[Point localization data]

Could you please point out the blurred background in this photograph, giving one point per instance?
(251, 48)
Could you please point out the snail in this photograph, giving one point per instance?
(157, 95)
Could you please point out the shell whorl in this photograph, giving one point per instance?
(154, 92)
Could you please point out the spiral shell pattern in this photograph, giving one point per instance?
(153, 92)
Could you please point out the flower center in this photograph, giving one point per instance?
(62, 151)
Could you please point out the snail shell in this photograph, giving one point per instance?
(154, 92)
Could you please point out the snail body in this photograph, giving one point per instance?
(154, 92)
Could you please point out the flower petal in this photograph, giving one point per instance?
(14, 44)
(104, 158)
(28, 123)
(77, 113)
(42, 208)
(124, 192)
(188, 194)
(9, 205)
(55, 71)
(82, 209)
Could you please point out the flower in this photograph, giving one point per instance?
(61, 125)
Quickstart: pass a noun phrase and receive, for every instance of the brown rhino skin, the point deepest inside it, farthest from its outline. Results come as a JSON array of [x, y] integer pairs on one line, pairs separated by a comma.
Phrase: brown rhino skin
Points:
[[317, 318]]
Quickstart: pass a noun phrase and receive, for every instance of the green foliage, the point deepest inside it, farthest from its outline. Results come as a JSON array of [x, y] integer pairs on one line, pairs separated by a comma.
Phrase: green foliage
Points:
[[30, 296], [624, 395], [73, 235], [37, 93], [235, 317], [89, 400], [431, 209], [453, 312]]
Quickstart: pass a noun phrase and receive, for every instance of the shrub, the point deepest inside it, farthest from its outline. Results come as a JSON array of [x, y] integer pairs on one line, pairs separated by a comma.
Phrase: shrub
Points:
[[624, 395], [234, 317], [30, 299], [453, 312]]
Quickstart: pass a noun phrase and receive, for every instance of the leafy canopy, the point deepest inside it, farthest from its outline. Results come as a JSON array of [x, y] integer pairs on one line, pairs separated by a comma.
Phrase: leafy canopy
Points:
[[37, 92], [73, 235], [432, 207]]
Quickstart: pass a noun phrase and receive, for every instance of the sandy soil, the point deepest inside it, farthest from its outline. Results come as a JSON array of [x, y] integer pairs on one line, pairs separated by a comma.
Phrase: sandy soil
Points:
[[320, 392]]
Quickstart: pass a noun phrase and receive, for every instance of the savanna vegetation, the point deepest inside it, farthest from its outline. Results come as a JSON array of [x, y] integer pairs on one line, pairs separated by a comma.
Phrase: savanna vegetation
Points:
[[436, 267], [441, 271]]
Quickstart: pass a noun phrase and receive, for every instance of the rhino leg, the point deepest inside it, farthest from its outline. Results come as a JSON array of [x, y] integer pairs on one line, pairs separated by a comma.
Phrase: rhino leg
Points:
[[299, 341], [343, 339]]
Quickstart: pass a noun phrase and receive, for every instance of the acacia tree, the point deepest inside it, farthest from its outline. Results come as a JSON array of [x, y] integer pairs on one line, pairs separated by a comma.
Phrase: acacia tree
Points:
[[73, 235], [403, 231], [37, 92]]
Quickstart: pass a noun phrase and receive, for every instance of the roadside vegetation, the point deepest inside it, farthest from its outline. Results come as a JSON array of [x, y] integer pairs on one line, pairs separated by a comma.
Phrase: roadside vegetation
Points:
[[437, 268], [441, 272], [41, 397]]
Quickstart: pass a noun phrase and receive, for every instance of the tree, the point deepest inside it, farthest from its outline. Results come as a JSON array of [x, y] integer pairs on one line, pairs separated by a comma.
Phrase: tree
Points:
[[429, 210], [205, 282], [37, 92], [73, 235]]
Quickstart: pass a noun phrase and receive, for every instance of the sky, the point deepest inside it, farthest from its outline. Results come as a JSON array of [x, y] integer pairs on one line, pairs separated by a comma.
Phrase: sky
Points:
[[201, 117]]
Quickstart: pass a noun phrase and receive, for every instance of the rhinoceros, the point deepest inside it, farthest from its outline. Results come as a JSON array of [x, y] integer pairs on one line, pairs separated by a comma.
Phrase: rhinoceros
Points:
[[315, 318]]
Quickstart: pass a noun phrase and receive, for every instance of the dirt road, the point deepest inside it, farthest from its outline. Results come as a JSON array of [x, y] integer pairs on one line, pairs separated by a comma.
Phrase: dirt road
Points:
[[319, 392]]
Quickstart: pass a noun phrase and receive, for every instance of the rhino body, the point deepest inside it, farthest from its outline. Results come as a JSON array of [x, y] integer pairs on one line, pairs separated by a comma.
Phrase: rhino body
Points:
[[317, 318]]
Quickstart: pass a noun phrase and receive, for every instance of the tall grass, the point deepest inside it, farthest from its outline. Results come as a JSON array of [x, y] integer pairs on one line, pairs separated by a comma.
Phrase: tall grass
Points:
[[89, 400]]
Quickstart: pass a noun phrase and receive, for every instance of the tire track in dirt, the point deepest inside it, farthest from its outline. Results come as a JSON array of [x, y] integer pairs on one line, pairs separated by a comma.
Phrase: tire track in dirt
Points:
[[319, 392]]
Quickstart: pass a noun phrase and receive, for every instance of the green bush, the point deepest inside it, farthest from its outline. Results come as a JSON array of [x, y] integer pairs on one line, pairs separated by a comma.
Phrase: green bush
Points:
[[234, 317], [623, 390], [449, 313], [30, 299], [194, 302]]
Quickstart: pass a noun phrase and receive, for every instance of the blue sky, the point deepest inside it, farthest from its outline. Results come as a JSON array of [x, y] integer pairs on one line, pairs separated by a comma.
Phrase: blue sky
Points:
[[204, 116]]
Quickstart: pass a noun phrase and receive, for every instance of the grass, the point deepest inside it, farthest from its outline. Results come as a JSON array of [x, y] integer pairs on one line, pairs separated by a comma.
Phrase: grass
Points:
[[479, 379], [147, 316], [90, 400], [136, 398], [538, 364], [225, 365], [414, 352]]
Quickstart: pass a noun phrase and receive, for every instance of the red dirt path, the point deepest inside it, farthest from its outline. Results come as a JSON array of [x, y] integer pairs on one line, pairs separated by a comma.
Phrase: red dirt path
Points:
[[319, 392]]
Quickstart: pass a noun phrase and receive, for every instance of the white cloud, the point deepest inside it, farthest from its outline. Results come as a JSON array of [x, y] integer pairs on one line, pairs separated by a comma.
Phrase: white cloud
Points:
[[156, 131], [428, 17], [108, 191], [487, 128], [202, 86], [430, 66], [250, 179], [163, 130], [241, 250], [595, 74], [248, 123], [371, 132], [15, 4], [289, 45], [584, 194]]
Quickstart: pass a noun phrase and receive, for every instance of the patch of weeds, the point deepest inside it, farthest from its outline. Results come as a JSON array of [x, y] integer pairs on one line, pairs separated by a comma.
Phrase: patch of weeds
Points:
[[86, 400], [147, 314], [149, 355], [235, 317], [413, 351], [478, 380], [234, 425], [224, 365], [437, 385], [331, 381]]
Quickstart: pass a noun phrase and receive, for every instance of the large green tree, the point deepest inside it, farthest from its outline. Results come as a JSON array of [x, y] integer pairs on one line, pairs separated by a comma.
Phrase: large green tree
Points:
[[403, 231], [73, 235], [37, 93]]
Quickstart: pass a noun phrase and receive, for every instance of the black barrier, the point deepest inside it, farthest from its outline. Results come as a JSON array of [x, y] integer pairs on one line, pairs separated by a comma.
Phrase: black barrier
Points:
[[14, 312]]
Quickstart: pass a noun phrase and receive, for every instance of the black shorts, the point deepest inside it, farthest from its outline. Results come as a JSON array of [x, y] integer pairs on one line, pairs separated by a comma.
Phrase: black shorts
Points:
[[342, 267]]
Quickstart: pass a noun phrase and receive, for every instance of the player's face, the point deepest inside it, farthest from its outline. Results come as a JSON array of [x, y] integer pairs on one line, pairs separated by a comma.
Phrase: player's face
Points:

WHAT NEEDS TO BE DONE
Write the entries out again verbatim, every one of them.

RESPONSE TO THE TASK
Could you please point out the blurred background in this photograph, giving one point per instance?
(251, 48)
Could you please point out the snail in this photograph, giving one point per instance?
(157, 95)
Could you please point out the shell whorl in this photograph, giving one point per instance?
(154, 92)
Could you please point out the spiral shell pattern in this photograph, giving one point per instance?
(153, 92)
Could you please point out the flower center in this photograph, giving one point per instance?
(62, 151)
Could you please point out the snail shell in this photograph, giving one point per instance?
(154, 92)
Could you please point out the snail body in this photograph, giving one point per instance?
(154, 92)
Could you please point out the flower petal in this photograph, giving one point per instance?
(14, 44)
(104, 158)
(28, 123)
(77, 113)
(42, 208)
(124, 192)
(188, 194)
(9, 205)
(55, 71)
(82, 209)
Could you please point out the flower in this photograph, giving one point per instance?
(61, 125)
Quickstart: pass a noun phrase and receive, for every instance of the brown rhino skin, the point deepest inside it, farthest from its outline. Results come as a JSON array of [x, y] integer pairs on one line, pairs separated by a comma.
Phrase: brown rhino skin
Points:
[[317, 318]]
Quickstart: pass a noun phrase and receive, for every instance of the green foliage, the point deepest inside it, farthest from its outline. Results come as a JSON array of [x, y] integer pairs on one line, pairs separated by a comma.
Phrase: green foliage
Points:
[[30, 296], [624, 395], [73, 235], [37, 93], [235, 317], [89, 400], [431, 209], [453, 312]]
Quickstart: pass a noun phrase and receive, for every instance of the shrub, the point deepest inside it, farthest from its outline. Results come as a JSON array of [x, y] integer pairs on one line, pairs separated by a comma.
Phrase: shrub
Points:
[[624, 395], [234, 317], [30, 299], [453, 312]]
Quickstart: pass a noun phrase and receive, for every instance of the leafy canopy, the point deepest inside it, farthest from its outline. Results come as a JSON array of [x, y] integer pairs on one line, pairs separated by a comma.
Phrase: leafy canopy
Points:
[[37, 92], [73, 235], [432, 207]]
Quickstart: pass a noun phrase and receive, for every instance of the sandy soil, the point deepest inside it, farthest from its outline. Results come as a JSON array of [x, y] integer pairs on one line, pairs separated by a comma.
Phrase: sandy soil
Points:
[[320, 392]]
Quickstart: pass a noun phrase and receive, for every instance of the savanna vegetation, the point deepest inside it, farthest from its outline. Results come as a JSON array of [x, y] integer pairs on one line, pairs separated by a comma.
Phrase: savanna vegetation
Points:
[[436, 267], [441, 271]]
Quickstart: pass a noun phrase and receive, for every instance of the rhino leg, the point deepest inside it, farthest from its outline. Results come as a JSON array of [x, y] integer pairs on one line, pairs separated by a comma.
Phrase: rhino leg
Points:
[[299, 341], [343, 339]]
Quickstart: pass a noun phrase and receive, for every instance of the acacia tree, the point deepest inside it, farthest from its outline. Results come as a JSON array of [x, y] integer pairs on one line, pairs separated by a comma.
Phrase: acacia tree
Points:
[[73, 235], [403, 231], [37, 92]]
Quickstart: pass a noun phrase and receive, for every instance of the roadside vegetation, the point deepest inside it, farthest from its outline. Results come as a JSON array of [x, y] integer pairs on one line, pairs separated by a comma.
Phrase: roadside vegetation
Points:
[[437, 268], [441, 272], [41, 397]]
Quickstart: pass a noun phrase and receive, for every instance of the tree, the point deepest inside it, farthest from its outline. Results come as a JSON array of [x, y] integer pairs on one line, pairs separated by a comma.
Phrase: tree
Points:
[[429, 210], [205, 282], [37, 92], [73, 235]]
Quickstart: pass a noun phrase and receive, for every instance of the sky, the point deepest inside it, farthest from its outline. Results come as a JSON array of [x, y] integer pairs on one line, pairs separated by a comma.
Phrase: sky
Points:
[[201, 117]]
Quickstart: pass a noun phrase and receive, for every instance of the rhinoceros, the point deepest inside it, farthest from its outline. Results come as a JSON array of [x, y] integer pairs on one line, pairs separated by a comma.
Phrase: rhinoceros
Points:
[[315, 318]]
Quickstart: pass a noun phrase and receive, for every instance of the dirt road, the point deepest inside it, farthest from its outline. Results come as a JSON array of [x, y] integer pairs on one line, pairs separated by a comma.
Phrase: dirt road
Points:
[[319, 392]]
Quickstart: pass a noun phrase and receive, for every instance of the rhino body, the point deepest inside it, farthest from its outline. Results come as a JSON array of [x, y] integer pairs on one line, pairs separated by a comma.
Phrase: rhino body
Points:
[[317, 318]]
Quickstart: pass a noun phrase and receive, for every instance of the tall grass, the point deepest inside it, farthest from its outline. Results come as a JSON array of [x, y] integer pairs on one line, pairs separated by a comma.
Phrase: tall grass
Points:
[[89, 400]]
Quickstart: pass a noun phrase and receive, for every instance of the tire track in dirt, the point deepest inside it, farthest from its outline. Results come as a JSON array of [x, y] integer pairs on one line, pairs separated by a comma.
Phrase: tire track in dirt
Points:
[[319, 392]]
Quickstart: pass a noun phrase and receive, for every instance of the green bush, the point deepest inside it, farthest from its outline. Results come as a JSON array of [x, y] integer pairs on one line, pairs separated by a comma.
Phrase: green bush
Points:
[[234, 317], [623, 390], [449, 313], [30, 299], [194, 302]]
Quickstart: pass a noun phrase and receive, for every instance of the blue sky, the point deepest inside it, farthest from its outline. Results come as a JSON array of [x, y] integer pairs on one line, pairs separated by a comma.
Phrase: blue sky
Points:
[[204, 116]]
Quickstart: pass a noun phrase and receive, for every instance of the grass, the point deepest inside it, farthest from its outline. Results come as a JSON array of [x, y] integer pairs on one line, pairs separated by a comma.
Phrase: grass
Points:
[[479, 379], [147, 316], [90, 400], [136, 398], [538, 364], [225, 365], [414, 352]]
Quickstart: pass a noun phrase and receive, for every instance of the red dirt path, the point deepest inside it, farthest from its outline. Results come as a JSON array of [x, y] integer pairs on one line, pairs separated by a comma.
Phrase: red dirt path
Points:
[[319, 392]]
Quickstart: pass a noun phrase and receive, for every instance of the white cloud, the point deepest inside it, farthest from its outline. Results come as a JSON array of [x, y] integer pairs on one line, pairs separated by a comma.
Phrase: white cloud
Points:
[[156, 131], [428, 17], [108, 191], [487, 128], [202, 86], [430, 66], [250, 179], [163, 130], [241, 250], [595, 74], [248, 123], [371, 132], [15, 4], [289, 45], [584, 194]]
Quickstart: pass a noun phrase and receive, for every instance of the patch of weeds, the point deepest inside it, farthest from its outline. Results come as a JSON array of [x, y] integer pairs on one line, pairs separated by a comma.
Phrase: patch of weeds
Points:
[[86, 400], [147, 314], [149, 355], [235, 317], [413, 351], [478, 380], [234, 425], [224, 365], [437, 385], [331, 381]]
Quickstart: pass a noun phrase and receive, for every instance of the large green tree, the point deepest inside it, farthest from its outline. Results come as a JSON array of [x, y] integer pairs on one line, pairs separated by a comma.
Phrase: large green tree
Points:
[[403, 231], [73, 235], [37, 93]]
Quickstart: pass a noun phrase and receive, for every instance of the black barrier, the point deepest inside it, farthest from its outline. Results come as a JSON array of [x, y] integer pairs on one line, pairs separated by a comma.
Phrase: black barrier
Points:
[[14, 312]]
Quickstart: pass a noun phrase and receive, for every instance of the black shorts, the point deepest inside it, farthest from its outline. Results come as a JSON array of [x, y] integer pairs on one line, pairs separated by a comma.
Phrase: black shorts
Points:
[[342, 267]]
Quickstart: pass a noun phrase and receive, for every instance of the player's face, the point deepest inside it, farthest from its outline. Results come as a JSON array of [x, y] integer pairs on one line, pairs separated by a comma.
Phrase: player's face
Points:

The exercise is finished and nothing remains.